Locate, in the data below, the line that contains "x=507 y=116" and the line that contains "Which spot sits on each instance of the rocky"; reproduce exactly those two lines and every line between them, nothing more.

Data records
+++++

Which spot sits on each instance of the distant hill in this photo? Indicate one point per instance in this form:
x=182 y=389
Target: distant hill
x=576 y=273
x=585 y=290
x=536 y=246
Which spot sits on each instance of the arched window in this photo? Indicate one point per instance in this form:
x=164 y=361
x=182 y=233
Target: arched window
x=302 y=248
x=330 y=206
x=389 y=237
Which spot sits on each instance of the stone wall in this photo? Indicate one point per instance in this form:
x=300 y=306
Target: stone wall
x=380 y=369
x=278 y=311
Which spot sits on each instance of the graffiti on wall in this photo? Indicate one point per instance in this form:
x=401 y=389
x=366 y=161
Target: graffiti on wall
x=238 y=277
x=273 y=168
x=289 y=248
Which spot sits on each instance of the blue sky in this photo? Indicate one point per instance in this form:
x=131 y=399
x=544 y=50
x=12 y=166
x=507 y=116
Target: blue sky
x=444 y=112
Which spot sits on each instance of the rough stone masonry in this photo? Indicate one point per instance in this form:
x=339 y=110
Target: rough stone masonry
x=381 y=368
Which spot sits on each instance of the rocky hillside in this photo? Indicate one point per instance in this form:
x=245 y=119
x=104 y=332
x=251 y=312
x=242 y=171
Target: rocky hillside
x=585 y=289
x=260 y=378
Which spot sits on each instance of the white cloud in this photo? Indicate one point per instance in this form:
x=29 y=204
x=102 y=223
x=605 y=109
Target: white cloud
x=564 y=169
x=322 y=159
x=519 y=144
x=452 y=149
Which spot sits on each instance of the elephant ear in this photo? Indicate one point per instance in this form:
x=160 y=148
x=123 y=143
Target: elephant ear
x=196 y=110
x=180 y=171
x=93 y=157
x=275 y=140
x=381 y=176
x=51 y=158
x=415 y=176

+++++

Answer for the task
x=507 y=116
Target: blue sky
x=444 y=112
Which spot sits on each instance of the rough stone masonry in this photo? Indicate one point per instance in this form:
x=339 y=110
Target: rough stone masonry
x=381 y=368
Which spot sits on each instance of the rocky hillside in this photo? Indicate one point per instance in this form:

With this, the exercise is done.